> [Page extract]:

Justice Dept. Ignored Law Requiring Annual Submission of Surveillance Reports to Congress

United States - For five years, the U.S. Department of Justice failed to inform Congress about the surveillance by federal law enforcement of certain types of email and telephone information, despite a lawful requirement to do so.
 
Using what’s known as pen register and trap-and-trace capturing, agencies such as the Federal Bureau of Investigation, the Drug Enforcement Administration, the Marshals Service and the Bureau of Alcohol, Tobacco, Firearms and Explosives increasingly snooped on Internet communications by the tens of thousands from 2004 to 2008.
 
During this period, the frequency of this wiretapping method nearly doubled, from 10,885 to 21,152, according to Wired’s Danger Room.
 
But the Justice Department did not report as required to lawmakers on this activity. The Senate Judiciary Committee, which is supposed to receive these reports, also was not pro-active in reminding the agency that it had failed to comply with federal law.

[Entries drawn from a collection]
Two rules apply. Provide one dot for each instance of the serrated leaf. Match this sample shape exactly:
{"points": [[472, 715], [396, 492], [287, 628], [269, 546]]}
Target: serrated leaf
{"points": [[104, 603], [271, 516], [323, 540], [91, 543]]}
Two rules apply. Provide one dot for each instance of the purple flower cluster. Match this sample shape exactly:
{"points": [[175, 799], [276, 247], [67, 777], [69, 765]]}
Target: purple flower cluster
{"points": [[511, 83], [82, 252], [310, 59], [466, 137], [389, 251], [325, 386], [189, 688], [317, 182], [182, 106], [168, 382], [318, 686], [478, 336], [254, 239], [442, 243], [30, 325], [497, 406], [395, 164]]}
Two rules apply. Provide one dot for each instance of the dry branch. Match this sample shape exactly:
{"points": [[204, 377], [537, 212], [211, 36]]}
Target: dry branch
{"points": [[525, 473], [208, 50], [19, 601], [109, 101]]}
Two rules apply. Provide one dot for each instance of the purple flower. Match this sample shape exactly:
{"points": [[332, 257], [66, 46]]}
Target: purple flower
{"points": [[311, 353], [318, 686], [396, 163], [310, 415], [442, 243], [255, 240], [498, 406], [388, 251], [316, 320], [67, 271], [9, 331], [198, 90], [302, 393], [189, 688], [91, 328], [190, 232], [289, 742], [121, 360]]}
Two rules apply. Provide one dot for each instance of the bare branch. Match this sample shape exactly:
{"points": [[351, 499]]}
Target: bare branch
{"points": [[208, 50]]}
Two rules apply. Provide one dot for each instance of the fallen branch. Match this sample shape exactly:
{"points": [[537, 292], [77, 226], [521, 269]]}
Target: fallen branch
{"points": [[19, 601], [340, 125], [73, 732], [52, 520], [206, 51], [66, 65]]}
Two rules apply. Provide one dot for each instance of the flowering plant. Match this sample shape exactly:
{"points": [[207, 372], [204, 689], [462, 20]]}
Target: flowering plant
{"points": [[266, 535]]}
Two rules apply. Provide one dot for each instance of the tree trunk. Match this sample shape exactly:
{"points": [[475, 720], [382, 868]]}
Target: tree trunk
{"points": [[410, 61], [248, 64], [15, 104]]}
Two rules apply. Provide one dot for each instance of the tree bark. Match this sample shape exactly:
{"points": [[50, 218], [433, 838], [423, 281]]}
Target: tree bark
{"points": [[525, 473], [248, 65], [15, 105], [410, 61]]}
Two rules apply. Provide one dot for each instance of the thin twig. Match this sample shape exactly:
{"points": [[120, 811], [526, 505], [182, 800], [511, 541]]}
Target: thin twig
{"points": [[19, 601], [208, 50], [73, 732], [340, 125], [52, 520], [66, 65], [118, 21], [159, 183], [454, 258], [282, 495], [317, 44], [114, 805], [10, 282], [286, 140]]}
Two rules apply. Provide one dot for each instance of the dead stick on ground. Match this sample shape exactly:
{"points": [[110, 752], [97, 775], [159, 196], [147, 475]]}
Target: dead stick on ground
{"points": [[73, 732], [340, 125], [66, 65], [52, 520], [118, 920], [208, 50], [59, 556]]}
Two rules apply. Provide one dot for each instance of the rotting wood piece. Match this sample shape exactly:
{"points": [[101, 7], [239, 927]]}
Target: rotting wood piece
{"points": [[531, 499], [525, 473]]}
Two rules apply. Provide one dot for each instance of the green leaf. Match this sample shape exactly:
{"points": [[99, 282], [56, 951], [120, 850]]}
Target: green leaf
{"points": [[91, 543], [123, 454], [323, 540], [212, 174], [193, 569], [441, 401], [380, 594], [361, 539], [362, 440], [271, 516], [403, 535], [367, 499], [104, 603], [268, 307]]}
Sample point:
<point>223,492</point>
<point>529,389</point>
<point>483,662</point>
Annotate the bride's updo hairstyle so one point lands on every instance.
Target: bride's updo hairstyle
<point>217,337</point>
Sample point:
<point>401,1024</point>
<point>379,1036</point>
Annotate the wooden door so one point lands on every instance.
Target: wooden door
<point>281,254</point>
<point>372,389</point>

> [What is expected]: Summarize the piece on the Justice Department's surveillance reports in two sentences.

> [Answer]: For five years, the U.S. Department of Justice did not report to Congress, as the law required, on federal agencies' pen register and trap-and-trace surveillance of email and telephone information, which nearly doubled from 10,885 to 21,152 uses between 2004 and 2008. The Senate Judiciary Committee, which is supposed to receive these reports, also did not remind the agency that it was failing to comply with federal law.